::: 数据

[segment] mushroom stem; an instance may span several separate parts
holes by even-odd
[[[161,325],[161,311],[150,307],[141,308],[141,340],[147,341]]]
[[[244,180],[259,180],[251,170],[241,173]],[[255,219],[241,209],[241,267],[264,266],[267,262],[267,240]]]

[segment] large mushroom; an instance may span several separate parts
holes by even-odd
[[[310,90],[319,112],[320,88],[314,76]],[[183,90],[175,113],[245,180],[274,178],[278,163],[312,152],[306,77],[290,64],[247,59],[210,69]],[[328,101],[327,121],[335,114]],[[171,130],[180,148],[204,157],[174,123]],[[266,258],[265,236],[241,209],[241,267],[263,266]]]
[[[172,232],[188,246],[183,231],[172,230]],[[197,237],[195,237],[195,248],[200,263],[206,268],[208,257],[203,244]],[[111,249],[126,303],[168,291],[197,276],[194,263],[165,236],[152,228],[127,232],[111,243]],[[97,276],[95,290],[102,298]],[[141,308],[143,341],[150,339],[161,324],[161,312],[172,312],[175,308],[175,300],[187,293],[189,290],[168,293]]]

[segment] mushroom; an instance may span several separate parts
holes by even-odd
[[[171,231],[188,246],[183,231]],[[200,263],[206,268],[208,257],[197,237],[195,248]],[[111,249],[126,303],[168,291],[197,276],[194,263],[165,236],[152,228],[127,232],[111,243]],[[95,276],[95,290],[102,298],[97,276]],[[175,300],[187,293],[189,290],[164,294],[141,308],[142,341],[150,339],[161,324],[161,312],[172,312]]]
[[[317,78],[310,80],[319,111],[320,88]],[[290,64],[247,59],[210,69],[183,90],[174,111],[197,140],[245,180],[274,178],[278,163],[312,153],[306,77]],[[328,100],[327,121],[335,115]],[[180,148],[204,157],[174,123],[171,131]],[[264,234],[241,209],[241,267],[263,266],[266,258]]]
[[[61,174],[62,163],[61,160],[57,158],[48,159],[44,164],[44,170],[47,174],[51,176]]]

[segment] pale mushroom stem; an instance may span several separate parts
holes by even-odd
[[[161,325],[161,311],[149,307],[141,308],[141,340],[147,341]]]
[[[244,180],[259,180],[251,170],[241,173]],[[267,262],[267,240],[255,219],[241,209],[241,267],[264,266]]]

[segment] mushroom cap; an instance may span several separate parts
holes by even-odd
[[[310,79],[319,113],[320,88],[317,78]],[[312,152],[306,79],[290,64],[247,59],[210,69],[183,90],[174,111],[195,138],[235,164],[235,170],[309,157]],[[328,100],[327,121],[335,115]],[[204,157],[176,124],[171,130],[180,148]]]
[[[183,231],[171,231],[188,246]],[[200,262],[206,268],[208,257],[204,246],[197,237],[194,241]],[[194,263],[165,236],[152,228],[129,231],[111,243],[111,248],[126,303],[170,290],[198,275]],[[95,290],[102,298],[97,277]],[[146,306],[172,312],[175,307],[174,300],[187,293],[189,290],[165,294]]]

::::::

**任务内容:** 把上面所有的行排成编号列表，略去空行。

**已解问题:**
1. [segment] mushroom stem; an instance may span several separate parts
2. holes by even-odd
3. [[[161,325],[161,311],[150,307],[141,308],[141,340],[147,341]]]
4. [[[244,180],[259,180],[251,170],[241,173]],[[255,219],[241,209],[241,267],[264,266],[267,262],[267,240]]]
5. [segment] large mushroom; an instance may span several separate parts
6. holes by even-odd
7. [[[310,90],[319,112],[320,88],[314,76]],[[183,90],[175,113],[245,180],[274,178],[278,163],[312,152],[306,77],[290,64],[247,59],[210,69]],[[328,101],[327,121],[335,114]],[[171,130],[180,148],[204,157],[174,123]],[[266,258],[265,236],[241,209],[241,267],[263,266]]]
8. [[[172,232],[188,246],[183,231],[172,230]],[[197,237],[195,237],[195,248],[200,263],[206,268],[208,257],[203,244]],[[111,249],[126,303],[168,291],[197,276],[194,263],[165,236],[152,228],[127,232],[111,243]],[[97,276],[95,290],[102,298]],[[141,308],[143,341],[150,339],[161,324],[161,312],[172,312],[175,308],[175,300],[187,293],[189,290],[168,293]]]
9. [segment] mushroom; an instance may span several separate parts
10. holes by even-odd
11. [[[171,231],[188,246],[183,231]],[[200,263],[206,268],[208,257],[197,237],[195,248]],[[111,249],[126,303],[168,291],[197,276],[194,263],[165,236],[152,228],[127,232],[111,243]],[[95,276],[95,290],[102,298],[97,276]],[[175,300],[187,293],[189,290],[164,294],[141,308],[142,341],[150,339],[161,324],[161,312],[172,312]]]
12. [[[317,78],[310,80],[319,111],[320,88]],[[290,64],[247,59],[210,69],[183,90],[174,111],[197,140],[245,180],[274,178],[278,163],[312,153],[306,77]],[[328,100],[327,121],[335,115]],[[180,148],[204,157],[174,123],[171,131]],[[264,234],[241,209],[241,267],[263,266],[266,258]]]
13. [[[61,174],[62,163],[61,160],[57,158],[48,159],[44,164],[44,170],[47,174],[51,176]]]
14. [segment] pale mushroom stem; an instance may span several separate parts
15. holes by even-odd
16. [[[161,325],[161,311],[149,307],[141,308],[141,340],[147,341]]]
17. [[[244,180],[259,180],[251,170],[241,173]],[[267,262],[267,240],[255,219],[241,209],[241,267],[264,266]]]
18. [segment] mushroom cap; an instance may span several separate parts
19. holes by even-odd
20. [[[310,79],[319,113],[320,88],[317,78]],[[312,152],[306,79],[290,64],[247,59],[210,69],[183,90],[174,111],[195,138],[235,164],[235,170],[309,157]],[[328,100],[327,121],[335,115]],[[204,157],[176,124],[171,130],[180,148]]]
21. [[[183,231],[171,231],[188,246]],[[200,262],[206,268],[208,257],[204,246],[197,237],[194,241]],[[194,263],[165,236],[152,228],[129,231],[111,243],[111,248],[126,303],[170,290],[198,275]],[[95,290],[102,298],[97,277]],[[146,306],[172,312],[175,307],[174,300],[187,293],[189,290],[165,294]]]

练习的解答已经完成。